### EXERCISE SET
• a. In the homework patch, which function is called once for each thread in the first loop?
• b. Write out everything in the homework patch from "From 0c6614e89e3e428aaa9d7cffc8d54f56b3b2ffb9 Mon" down to "changed, 76 insertions(+)", swapping "copied" for "moved".
• c. Finish out the next part of the homework patch on parallel regions and threads, picking up right after its last line.

### TEXT TO READ
☆ ☆ ☆ ☆ ☆
From 0c6614e89e3e428aaa9d7cffc8d54f56b3b2ffb9 Mon Sep 17 00:00:00 2001
From: josh <josh@45c1a28c-8058-47b2-ae61-ca45b979098e>
Date: Sat, 1 Nov 2008 15:34:45 +0000
Subject: [PATCH] copied hw7/hw.tex to hw5/

git-svn-id: svn://anubis/gvsu@226 45c1a28c-8058-47b2-ae61-ca45b979098e
---
 cs677/hw5/hw.tex | 76 ++++++++++++++++++++++++++++++++++++++++++++++++
 1 file changed, 76 insertions(+)
 create mode 100644 cs677/hw5/hw.tex

diff --git a/cs677/hw5/hw.tex b/cs677/hw5/hw.tex
new file mode 100644
index 0000000..5416898
--- /dev/null
+++ b/cs677/hw5/hw.tex
@@ -0,0 +1,76 @@
+% Preamble
+\documentclass[11pt,fleqn]{article}
+\usepackage{amsmath, amsthm, amssymb}
+\usepackage{fancyhdr}
+\oddsidemargin	-0.25in
+\textwidth	6.75in
+\topmargin	-0.5in
+\headheight	0.75in
+\headsep	0.25in
+\textheight	8.75in
+\pagestyle{fancy}
+\renewcommand{\headrulewidth}{0pt}
+\renewcommand{\footrulewidth}{0pt}
+\fancyhf{}
+\lhead{HW Chap. 7\\\ \\\ }
+\rhead{Josh Holtrop\\2008-10-15\\CS 677}
+\rfoot{\thepage}
+
+\begin{document}
+
+\noindent
+\begin{enumerate}
+\item[1.]{
+    Break the ``parallel region'' into a function accepting a \texttt{void *}
+    parameter.
+    Before the ``parallel region'' create a \texttt{for} loop which loops
+    \textit{n} times (where \textit{n} is the number of threads),
+    invoking \texttt{pthread\_create()} once for each thread.
+    Any variables local to the function containing the ``parallel region''
+    that the ``parallel region'' function needs access to
+    would have to be stored as pointers in a structure whose address was
+    passed as an argument to the thread function.
+    Then, the thread would run the code in the ``parallel region''.
+    After the region, a \texttt{for} loop would exist to loop over all
+    the threads created in the first loop and execute \texttt{pthread\_join()}
+    for each one.
+}
+
+\vskip 2em
+\item[2.]{
+    Each thread could store its result into an array indexed by its ID.
+    Then, when computation is complete, a regular \texttt{for} loop
+    within an OpenMP parallel region could iterate
+    $\lceil \log_2 n \rceil$ times.
☆ ☆ ☆ ☆ ☆
### Object point labels
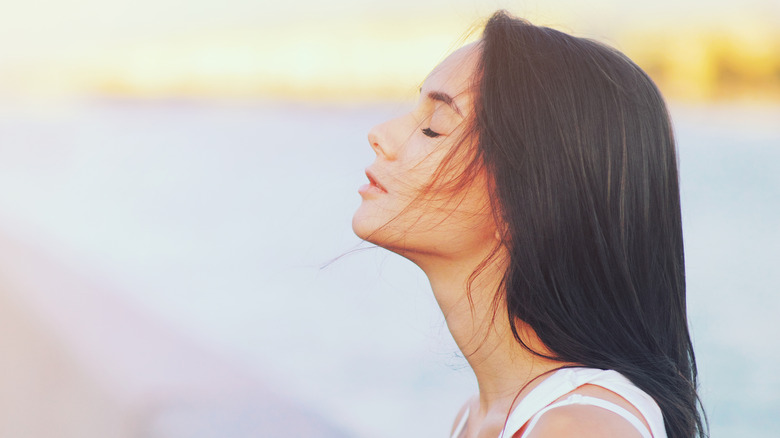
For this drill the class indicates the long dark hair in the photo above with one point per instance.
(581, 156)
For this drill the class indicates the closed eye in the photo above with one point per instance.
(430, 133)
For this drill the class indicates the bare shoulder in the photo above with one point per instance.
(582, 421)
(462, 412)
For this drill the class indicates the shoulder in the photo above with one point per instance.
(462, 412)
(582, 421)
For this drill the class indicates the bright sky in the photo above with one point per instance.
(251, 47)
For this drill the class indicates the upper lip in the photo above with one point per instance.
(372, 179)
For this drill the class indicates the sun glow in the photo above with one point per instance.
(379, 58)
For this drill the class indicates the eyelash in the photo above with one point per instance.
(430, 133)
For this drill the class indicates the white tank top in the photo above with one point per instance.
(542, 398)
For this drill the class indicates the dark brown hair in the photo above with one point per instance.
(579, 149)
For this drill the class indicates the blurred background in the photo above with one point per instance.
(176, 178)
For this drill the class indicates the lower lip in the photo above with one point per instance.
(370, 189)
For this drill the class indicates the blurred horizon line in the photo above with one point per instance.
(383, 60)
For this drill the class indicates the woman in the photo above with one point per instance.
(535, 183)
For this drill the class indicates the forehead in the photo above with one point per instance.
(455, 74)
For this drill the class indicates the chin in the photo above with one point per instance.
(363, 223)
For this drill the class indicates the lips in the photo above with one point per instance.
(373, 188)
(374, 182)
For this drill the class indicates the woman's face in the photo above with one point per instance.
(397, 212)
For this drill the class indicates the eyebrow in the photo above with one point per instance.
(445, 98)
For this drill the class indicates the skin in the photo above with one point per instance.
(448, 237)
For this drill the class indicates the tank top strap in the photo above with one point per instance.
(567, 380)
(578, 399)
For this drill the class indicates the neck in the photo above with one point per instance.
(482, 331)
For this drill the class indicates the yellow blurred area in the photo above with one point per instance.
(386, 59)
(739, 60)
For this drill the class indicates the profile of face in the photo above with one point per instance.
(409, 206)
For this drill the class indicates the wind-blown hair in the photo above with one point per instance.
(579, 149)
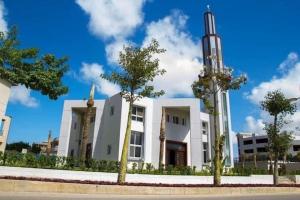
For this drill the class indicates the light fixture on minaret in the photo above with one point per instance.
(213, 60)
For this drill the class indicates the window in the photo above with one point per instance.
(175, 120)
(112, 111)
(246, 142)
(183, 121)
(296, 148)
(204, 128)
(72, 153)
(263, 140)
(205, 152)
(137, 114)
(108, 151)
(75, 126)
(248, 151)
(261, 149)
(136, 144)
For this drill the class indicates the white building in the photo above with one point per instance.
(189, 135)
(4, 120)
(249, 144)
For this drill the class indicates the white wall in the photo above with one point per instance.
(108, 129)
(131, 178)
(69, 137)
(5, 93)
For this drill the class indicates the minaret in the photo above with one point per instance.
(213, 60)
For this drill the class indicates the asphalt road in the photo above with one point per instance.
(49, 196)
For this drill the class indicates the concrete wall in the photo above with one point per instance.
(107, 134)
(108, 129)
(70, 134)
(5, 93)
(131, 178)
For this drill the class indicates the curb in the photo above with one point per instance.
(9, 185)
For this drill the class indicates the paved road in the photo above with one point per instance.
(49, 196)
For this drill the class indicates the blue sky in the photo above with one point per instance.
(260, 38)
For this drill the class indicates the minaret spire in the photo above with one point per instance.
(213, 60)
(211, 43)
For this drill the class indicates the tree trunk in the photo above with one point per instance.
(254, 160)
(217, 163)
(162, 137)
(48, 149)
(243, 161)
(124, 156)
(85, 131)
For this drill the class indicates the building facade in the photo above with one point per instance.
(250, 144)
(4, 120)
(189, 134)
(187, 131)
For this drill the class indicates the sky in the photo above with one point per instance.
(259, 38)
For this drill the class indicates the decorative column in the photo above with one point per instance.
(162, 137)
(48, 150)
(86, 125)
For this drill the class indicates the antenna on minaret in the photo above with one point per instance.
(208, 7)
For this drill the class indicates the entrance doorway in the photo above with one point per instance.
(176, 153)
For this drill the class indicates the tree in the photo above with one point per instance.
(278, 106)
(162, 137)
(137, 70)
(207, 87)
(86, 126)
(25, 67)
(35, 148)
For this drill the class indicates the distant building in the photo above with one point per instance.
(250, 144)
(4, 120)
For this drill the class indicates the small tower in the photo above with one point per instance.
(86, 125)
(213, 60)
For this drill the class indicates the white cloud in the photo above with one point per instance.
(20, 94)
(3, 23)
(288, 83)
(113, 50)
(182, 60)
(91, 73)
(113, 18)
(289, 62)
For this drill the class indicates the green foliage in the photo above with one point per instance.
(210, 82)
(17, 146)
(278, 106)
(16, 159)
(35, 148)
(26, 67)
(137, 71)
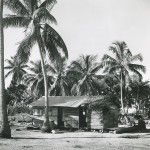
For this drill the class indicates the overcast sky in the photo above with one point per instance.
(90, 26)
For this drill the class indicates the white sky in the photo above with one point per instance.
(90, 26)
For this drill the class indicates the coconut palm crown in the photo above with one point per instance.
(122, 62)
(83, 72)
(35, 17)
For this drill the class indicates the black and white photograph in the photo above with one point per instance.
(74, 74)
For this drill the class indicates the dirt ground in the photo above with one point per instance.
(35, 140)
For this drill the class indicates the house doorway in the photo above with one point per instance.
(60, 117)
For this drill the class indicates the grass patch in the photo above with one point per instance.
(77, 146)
☆ ☆ ☆ ☆ ☆
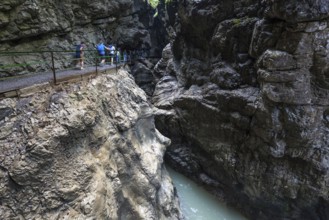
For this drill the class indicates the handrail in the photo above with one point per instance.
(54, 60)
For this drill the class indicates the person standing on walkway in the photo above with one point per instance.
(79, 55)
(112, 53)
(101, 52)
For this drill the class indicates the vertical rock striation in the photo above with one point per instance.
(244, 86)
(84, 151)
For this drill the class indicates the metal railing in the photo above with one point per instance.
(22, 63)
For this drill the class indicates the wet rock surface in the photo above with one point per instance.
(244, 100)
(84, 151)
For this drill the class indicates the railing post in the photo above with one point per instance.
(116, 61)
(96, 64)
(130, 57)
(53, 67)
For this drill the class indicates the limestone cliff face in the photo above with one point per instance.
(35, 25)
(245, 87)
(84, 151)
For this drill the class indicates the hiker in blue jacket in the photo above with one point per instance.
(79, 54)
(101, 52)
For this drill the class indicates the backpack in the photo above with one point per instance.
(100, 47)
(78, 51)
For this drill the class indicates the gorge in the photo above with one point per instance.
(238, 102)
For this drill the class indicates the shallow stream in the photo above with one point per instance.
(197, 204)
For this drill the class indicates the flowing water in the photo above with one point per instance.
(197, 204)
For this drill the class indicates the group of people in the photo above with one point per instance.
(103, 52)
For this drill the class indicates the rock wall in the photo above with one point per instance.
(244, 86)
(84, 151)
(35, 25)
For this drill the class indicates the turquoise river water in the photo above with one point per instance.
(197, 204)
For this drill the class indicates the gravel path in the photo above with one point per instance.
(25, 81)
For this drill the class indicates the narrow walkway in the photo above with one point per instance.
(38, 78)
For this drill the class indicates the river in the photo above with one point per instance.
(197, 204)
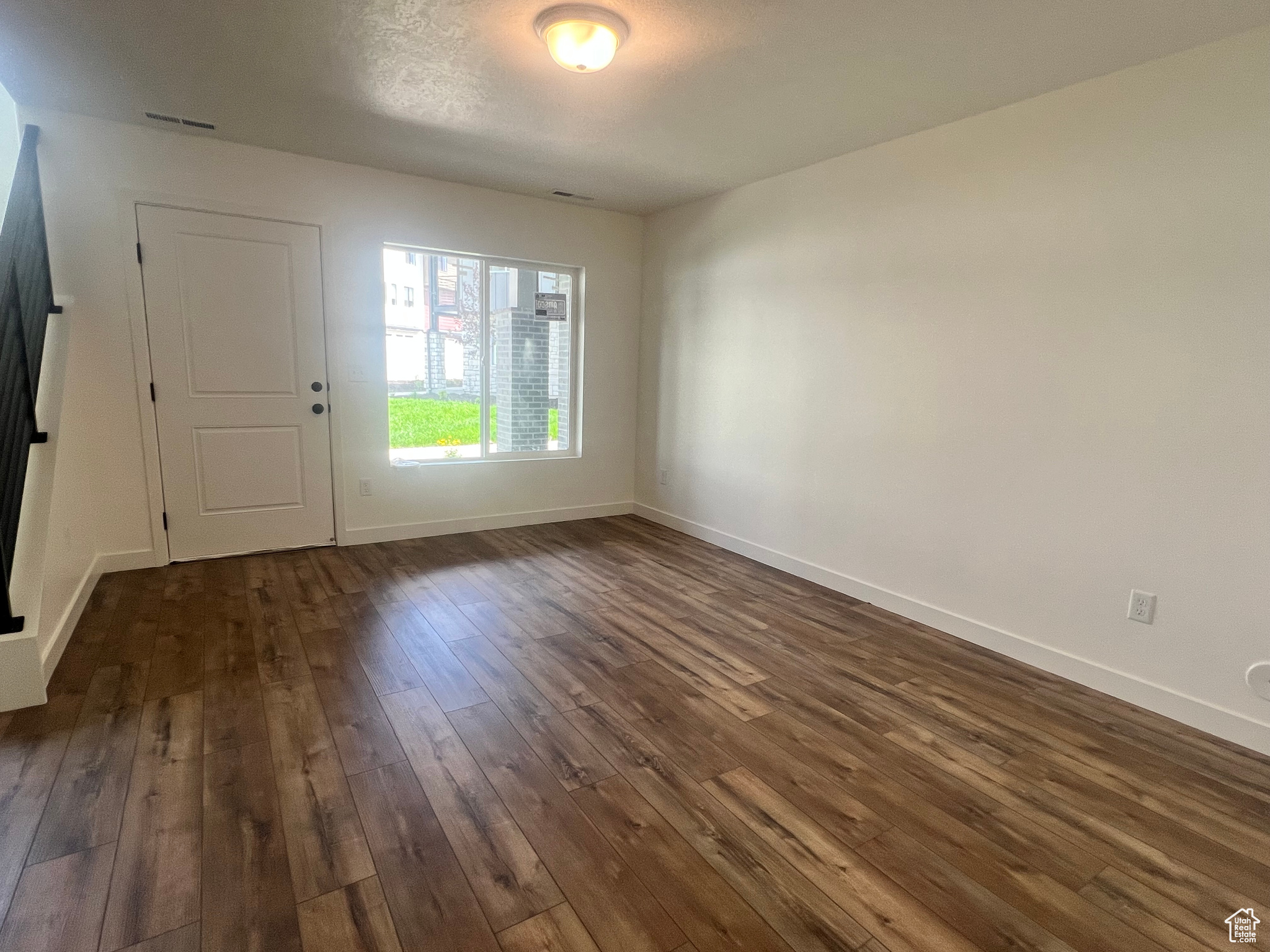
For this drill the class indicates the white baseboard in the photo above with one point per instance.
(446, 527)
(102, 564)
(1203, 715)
☆ ☆ ☆ ☆ ☆
### RESULTS OF THE TASKS
• a. pthread_create()

• b.
From 0c6614e89e3e428aaa9d7cffc8d54f56b3b2ffb9 Mon Sep 17 00:00:00 2001
From: josh <josh@45c1a28c-8058-47b2-ae61-ca45b979098e>
Date: Sat, 1 Nov 2008 15:34:45 +0000
Subject: [PATCH] moved hw7/hw.tex to hw5/

git-svn-id: svn://anubis/gvsu@226 45c1a28c-8058-47b2-ae61-ca45b979098e
---
 cs677/hw5/hw.tex | 76 ++++++++++++++++++++++++++++++++++++++++++++++++
 1 file changed, 76 insertions(+)

• c.
+    In the first iteration, threads where $ID\mod 2 = 0$ would perform
+    the reduction operation on their array value and the array value
+    at index $ID + 1$ while the rest of the threads are idle.
+    In the second iteration, threads where $ID\mod 4 = 0$ would perform
+    the reduction operation on their array value and the array value
+    at index $ID + 2$ while the rest of the threads are idle.
+    This process would repeat (doubling the mod value and offset index
+    each time) until the reduction operation has been
+    performed to produce the final result value at index 0 of the
+    array.
+}
+
+\vskip 2em
+\item[3.]{
+    My OpenMP solution to Floyd's algorithm was implemented by
+    using a \texttt{\#pragma omp parallel for} on the second \texttt{for}
+    loop of the algorithm.
+    Thus, for each $k$ value, the rows are broken up for different
+    threads to process.
+    The same thread computes an entire row of the matrix.
+
+    The run times nicely grow exponentially as $n$ grows linearly.
+    On eos24, with $n >= 400$, the speedup was $\approx 3.6$.
+
+    As the number of threads increased, the run time decreased
+    exponentially until $t > 4$, where more threads did not gain
+    anything since there were only 4 processing cores.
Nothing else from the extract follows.